_AIM_.
Reproduce the listing from its beginning down through the line containing "353,209,407,280", substituting "lane marking" for "road marking" and keeping everything else unchanged.

_Annotated coordinate records_.
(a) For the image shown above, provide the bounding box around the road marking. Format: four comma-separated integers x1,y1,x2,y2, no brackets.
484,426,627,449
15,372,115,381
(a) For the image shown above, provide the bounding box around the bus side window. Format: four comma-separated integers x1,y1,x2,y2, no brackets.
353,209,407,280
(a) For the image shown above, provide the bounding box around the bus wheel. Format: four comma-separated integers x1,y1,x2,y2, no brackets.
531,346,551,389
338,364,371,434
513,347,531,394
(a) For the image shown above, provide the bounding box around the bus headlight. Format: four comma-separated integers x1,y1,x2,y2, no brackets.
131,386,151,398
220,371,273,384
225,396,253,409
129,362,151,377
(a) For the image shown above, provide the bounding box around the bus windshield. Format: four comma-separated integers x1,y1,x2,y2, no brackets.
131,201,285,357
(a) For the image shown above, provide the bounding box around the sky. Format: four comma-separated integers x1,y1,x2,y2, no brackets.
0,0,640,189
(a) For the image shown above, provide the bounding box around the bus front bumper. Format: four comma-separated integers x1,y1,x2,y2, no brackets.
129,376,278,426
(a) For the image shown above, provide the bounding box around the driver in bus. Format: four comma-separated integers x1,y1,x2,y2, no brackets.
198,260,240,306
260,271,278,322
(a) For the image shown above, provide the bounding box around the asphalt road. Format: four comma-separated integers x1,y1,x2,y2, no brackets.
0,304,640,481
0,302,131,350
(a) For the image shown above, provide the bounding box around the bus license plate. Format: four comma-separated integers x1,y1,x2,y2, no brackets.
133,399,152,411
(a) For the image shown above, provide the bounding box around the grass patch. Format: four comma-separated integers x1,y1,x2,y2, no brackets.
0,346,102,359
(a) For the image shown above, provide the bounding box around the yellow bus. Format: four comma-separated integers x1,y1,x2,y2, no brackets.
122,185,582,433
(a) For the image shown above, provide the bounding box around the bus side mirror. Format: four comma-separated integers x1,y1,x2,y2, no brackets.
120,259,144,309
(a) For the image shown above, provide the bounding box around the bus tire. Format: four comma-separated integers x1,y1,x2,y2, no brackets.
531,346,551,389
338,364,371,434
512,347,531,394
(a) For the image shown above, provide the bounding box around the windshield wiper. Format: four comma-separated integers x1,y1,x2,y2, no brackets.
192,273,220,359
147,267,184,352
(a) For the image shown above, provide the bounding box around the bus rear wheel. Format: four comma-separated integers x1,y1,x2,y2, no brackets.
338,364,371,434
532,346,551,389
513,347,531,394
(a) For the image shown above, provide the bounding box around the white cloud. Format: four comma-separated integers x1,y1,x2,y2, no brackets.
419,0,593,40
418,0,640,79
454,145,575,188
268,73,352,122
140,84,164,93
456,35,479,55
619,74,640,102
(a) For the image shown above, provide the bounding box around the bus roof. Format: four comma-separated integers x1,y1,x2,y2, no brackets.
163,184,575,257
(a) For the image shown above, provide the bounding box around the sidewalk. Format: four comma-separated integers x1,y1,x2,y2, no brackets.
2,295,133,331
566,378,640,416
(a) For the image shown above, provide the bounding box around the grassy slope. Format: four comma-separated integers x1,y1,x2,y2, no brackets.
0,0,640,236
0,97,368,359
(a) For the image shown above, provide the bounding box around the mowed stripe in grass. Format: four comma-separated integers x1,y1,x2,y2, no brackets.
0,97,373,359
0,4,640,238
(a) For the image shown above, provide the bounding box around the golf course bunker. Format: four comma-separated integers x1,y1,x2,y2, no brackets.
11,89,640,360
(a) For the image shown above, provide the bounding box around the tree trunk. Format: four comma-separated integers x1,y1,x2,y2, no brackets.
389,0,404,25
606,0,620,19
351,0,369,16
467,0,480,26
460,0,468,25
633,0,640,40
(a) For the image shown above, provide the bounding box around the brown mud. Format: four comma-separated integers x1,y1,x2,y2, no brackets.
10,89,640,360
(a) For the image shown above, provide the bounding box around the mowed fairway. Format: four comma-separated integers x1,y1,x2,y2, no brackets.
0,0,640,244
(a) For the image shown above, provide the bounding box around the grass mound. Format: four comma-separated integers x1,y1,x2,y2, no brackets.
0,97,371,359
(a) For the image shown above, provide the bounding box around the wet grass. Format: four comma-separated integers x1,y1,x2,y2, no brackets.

_FULL RESPONSE_.
(a) For the image shown above, provide the bounding box around the lane marking. Format: four comma-separated integers x1,y1,x2,y2, no brackets.
484,426,627,449
15,372,115,381
(a) For the image shown above, provide the bounding box around the bus side window. Format: four comma-separated integers x1,y1,x2,y2, no brackets.
353,209,407,280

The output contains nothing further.